━━ The data
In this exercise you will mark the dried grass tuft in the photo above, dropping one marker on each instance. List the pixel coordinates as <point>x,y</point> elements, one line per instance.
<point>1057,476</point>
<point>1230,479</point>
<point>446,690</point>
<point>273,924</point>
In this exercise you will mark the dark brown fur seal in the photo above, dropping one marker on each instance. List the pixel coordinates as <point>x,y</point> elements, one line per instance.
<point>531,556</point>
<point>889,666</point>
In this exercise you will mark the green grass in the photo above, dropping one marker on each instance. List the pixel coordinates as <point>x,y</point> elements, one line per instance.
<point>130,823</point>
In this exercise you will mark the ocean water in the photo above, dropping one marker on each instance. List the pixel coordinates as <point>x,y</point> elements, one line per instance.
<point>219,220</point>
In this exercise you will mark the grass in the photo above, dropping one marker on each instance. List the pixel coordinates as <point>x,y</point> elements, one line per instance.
━━━━
━━ The data
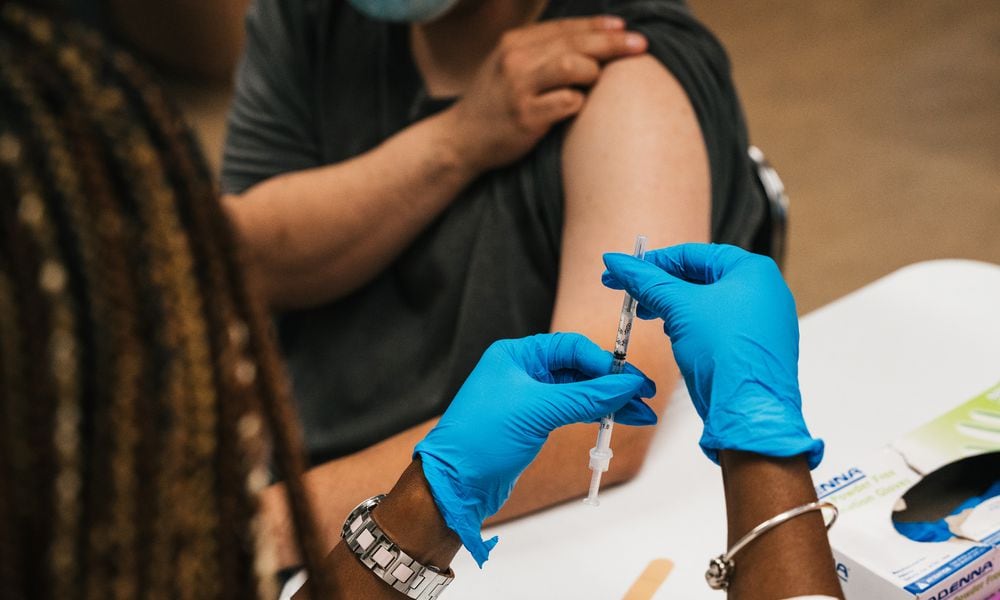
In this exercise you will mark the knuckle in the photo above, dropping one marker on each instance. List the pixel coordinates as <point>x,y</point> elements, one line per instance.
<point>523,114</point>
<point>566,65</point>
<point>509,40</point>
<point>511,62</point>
━━━━
━━ The data
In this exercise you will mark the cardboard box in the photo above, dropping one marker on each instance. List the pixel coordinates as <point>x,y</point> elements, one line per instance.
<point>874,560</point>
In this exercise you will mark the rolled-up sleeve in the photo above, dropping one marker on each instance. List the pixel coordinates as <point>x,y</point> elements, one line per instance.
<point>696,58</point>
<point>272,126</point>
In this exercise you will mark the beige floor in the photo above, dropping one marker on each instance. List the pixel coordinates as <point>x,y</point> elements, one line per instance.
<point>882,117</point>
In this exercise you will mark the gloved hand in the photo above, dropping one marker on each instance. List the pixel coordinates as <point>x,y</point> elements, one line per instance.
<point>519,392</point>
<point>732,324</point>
━━━━
● The problem: Rewrite only the data lines starting with the line that contains "In this exercise you will mark the dried" and going on through the line that contains "<point>130,823</point>", putting "sea lion" in place of "fur seal" and leaving everything else unchanged.

● Solution to the exercise:
In this exercise you will mark the dried grass tuft in the photo above, dropping one marker on each instance. List the pixel coordinates as <point>x,y</point> elements, one line per instance.
<point>1057,476</point>
<point>1230,479</point>
<point>446,690</point>
<point>273,924</point>
In this exercise you will mark the dark brown sea lion in the photo above, dropping one marker on each instance. List the pixel coordinates as <point>x,y</point> elements, one line per instance.
<point>531,556</point>
<point>889,666</point>
In this exercise you will mark the green grass in the photo above, dropping one marker on each instance. List the pixel coordinates as <point>x,y</point> elements, one line per instance.
<point>130,823</point>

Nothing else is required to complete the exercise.